### Action item
Scan the material below for lines with the word "green" and report how many there are, with nothing added.

### Material provided
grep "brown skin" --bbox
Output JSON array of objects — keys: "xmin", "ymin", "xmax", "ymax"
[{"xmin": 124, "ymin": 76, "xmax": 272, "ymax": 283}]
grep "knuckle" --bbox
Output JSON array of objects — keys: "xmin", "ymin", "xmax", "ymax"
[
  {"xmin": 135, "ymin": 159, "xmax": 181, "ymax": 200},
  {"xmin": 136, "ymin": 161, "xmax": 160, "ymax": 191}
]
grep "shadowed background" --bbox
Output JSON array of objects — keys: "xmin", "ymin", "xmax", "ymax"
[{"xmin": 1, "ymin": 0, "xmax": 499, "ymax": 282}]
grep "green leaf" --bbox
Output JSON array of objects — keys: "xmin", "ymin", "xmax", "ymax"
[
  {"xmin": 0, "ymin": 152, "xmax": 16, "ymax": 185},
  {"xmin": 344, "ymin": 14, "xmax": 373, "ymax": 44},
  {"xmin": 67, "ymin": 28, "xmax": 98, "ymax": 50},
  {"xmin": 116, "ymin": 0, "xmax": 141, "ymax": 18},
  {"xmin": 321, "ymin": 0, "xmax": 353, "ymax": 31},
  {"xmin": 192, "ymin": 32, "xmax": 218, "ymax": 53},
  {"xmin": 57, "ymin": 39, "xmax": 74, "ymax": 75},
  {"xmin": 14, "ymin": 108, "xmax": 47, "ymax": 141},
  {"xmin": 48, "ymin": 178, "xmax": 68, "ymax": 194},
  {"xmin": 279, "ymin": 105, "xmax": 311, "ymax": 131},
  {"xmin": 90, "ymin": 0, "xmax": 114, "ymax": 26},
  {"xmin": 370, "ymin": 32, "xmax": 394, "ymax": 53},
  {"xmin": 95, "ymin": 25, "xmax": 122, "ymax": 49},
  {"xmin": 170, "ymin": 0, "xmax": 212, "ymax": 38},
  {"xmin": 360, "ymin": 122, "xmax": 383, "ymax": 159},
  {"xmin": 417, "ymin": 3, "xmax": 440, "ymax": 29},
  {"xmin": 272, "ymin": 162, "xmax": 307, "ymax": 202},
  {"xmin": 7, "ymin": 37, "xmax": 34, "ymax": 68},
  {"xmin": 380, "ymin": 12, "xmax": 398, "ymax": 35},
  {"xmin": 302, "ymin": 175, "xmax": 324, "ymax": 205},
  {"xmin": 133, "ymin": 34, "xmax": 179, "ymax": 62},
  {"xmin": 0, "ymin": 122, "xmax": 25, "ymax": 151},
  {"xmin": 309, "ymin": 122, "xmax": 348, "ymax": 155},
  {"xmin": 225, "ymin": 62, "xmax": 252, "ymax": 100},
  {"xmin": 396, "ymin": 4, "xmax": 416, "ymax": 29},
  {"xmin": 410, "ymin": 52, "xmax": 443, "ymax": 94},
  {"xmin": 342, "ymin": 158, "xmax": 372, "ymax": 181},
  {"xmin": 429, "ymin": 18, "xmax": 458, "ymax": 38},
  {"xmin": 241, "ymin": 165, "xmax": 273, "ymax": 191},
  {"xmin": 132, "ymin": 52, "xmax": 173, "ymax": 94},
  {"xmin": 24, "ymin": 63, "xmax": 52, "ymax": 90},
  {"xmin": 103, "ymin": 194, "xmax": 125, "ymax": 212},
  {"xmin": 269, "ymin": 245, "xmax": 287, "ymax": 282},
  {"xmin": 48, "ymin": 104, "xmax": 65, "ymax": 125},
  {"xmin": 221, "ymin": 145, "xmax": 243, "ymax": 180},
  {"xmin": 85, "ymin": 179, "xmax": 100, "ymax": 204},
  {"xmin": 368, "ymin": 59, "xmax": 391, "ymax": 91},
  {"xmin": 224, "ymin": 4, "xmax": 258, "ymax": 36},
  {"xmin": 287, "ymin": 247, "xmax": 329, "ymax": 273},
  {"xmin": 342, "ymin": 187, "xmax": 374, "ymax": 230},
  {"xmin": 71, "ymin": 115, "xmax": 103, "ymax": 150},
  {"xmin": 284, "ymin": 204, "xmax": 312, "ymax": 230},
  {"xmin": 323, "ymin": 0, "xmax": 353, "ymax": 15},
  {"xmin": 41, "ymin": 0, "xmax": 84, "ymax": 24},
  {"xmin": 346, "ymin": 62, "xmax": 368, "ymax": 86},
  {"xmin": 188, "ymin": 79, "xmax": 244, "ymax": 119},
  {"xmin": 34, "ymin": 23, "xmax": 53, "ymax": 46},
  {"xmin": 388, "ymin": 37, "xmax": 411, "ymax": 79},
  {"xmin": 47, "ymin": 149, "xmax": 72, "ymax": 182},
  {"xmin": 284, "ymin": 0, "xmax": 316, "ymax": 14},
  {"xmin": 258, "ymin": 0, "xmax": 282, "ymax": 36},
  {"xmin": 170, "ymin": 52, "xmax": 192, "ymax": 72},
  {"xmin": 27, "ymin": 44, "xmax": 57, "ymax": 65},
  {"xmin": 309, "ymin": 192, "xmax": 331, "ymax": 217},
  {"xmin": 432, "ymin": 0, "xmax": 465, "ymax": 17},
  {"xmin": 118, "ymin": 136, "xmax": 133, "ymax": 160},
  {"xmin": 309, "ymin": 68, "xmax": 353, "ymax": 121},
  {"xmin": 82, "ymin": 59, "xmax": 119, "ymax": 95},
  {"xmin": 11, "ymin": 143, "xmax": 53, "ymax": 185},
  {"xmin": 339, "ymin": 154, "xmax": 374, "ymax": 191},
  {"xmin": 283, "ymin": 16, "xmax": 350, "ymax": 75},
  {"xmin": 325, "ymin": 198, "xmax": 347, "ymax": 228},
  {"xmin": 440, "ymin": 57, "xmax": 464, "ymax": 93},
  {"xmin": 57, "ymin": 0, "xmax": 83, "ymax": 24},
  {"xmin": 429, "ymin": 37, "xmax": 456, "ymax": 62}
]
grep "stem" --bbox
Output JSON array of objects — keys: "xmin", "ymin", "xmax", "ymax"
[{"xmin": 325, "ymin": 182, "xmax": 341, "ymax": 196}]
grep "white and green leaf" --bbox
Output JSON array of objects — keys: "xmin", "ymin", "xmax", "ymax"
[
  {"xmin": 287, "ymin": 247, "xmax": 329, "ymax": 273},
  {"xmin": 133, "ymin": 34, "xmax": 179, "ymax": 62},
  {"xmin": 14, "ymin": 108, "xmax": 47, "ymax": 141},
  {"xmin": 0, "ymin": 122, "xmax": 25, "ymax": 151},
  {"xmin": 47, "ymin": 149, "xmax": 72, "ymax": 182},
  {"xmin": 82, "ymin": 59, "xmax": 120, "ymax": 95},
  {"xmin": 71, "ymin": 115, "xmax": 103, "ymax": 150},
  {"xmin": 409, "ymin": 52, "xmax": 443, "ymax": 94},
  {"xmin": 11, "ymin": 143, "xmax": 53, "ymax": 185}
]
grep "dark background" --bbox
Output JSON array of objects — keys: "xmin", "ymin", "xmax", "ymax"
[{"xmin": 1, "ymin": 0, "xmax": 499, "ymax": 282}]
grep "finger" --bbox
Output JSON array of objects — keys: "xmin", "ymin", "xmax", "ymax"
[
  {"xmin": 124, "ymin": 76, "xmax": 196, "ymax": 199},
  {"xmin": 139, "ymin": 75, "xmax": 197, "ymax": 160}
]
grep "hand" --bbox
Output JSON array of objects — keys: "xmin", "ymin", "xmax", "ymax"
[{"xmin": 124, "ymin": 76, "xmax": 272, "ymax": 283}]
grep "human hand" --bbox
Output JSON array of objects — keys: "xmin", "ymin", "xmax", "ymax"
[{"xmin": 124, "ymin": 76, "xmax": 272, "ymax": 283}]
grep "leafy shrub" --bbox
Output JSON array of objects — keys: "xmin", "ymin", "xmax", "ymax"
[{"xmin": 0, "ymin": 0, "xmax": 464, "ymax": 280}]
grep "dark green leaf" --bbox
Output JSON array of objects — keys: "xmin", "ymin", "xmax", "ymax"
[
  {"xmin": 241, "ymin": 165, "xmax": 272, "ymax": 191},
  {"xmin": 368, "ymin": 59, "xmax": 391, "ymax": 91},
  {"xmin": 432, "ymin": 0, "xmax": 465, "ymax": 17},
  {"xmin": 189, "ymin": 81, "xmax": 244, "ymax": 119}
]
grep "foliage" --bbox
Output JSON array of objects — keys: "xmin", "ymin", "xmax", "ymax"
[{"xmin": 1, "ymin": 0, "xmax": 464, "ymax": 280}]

### Solution to the exercise
3